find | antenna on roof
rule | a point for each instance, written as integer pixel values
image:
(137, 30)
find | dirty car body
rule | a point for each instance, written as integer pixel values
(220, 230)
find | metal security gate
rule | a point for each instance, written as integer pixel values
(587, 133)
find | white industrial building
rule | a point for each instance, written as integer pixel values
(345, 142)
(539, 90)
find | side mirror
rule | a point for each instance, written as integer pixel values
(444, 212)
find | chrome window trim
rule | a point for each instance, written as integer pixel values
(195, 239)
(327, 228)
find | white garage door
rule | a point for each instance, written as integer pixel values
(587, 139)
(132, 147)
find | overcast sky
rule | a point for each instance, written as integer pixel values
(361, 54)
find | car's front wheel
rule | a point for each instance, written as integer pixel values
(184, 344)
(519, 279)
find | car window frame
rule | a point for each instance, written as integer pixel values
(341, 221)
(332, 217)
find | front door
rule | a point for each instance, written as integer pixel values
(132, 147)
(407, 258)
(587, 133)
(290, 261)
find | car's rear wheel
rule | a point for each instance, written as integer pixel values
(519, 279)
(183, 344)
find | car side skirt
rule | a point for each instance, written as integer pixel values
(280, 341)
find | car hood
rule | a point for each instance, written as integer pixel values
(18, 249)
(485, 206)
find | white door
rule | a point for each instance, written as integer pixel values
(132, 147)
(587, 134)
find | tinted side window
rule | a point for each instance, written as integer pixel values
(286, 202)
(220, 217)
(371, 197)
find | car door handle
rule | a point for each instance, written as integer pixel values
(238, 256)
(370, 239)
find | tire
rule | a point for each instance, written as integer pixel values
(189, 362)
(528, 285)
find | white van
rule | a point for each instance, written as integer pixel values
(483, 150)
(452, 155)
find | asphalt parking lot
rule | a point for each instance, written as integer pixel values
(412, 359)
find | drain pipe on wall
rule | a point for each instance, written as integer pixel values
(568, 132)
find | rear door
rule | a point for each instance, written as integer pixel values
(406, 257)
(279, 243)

◆ **What to do**:
Update every row above by replacing "integer pixel values" with "whole-number pixel coordinates" and leaving everything else unchanged.

◆ **Worked answer**:
find | antenna on roof
rule | a point for each instance, written as whole-number pixel coordinates
image:
(137, 30)
find | dirty car body
rule | a point for each instance, written as whole-number pixel coordinates
(220, 230)
find | metal security gate
rule | a point for each instance, written as whole-number pixel coordinates
(587, 133)
find | white industrial building
rule | a point for each instance, written as whole-number pixel coordinates
(345, 142)
(539, 90)
find | side mirror
rule | a point for each instance, written as whole-number pixel coordinates
(444, 212)
find | chrome window trim
rule | a point for each instance, written as whole-number pixel coordinates
(195, 239)
(327, 228)
find | white garage door
rule | a point for each instance, written as whole-number pixel coordinates
(587, 139)
(132, 147)
find | overcast sky
rule | a point for each instance, written as whole-number pixel coordinates
(361, 54)
find | car's front wheel
rule | a point for each instance, written as whole-number pixel coordinates
(184, 344)
(519, 279)
find | car window frame
rule | a point for each instance, written as whole-number pixel coordinates
(341, 221)
(332, 217)
find | front door
rule | a point for each instance, written as whole-number pixel coordinates
(132, 147)
(407, 258)
(587, 133)
(290, 261)
find | car's rear wheel
rule | a point for each instance, written as whole-number pixel coordinates
(519, 279)
(183, 344)
find | car side skirt
rule | a point for each instance, written as whole-number pixel coordinates
(280, 341)
find | car hood
rule | a point for each instance, written as whole-number pixel coordinates
(18, 249)
(485, 206)
find | white door
rule | a point for each instance, written as whole-number pixel coordinates
(132, 147)
(587, 134)
find | tinted side window
rule | a point for each instance, written as whole-number pixel coordinates
(286, 202)
(220, 217)
(371, 197)
find | car door handle
rule | a point for each instance, written as whole-number pixel coordinates
(238, 256)
(370, 239)
find | tire
rule | a point for each instance, written as whole-number pixel coordinates
(189, 362)
(528, 285)
find | white van
rule | a point for each instance, written as whole-number pixel coordinates
(483, 150)
(452, 155)
find | asphalt parking lot
rule | a point for each instance, written as whole-number pixel coordinates
(412, 359)
find | drain pipe on wall
rule | a point for each instance, written as whole-number pixel coordinates
(568, 132)
find | rear door
rule | a point for each instance, written as whole-number pixel coordinates
(406, 257)
(279, 243)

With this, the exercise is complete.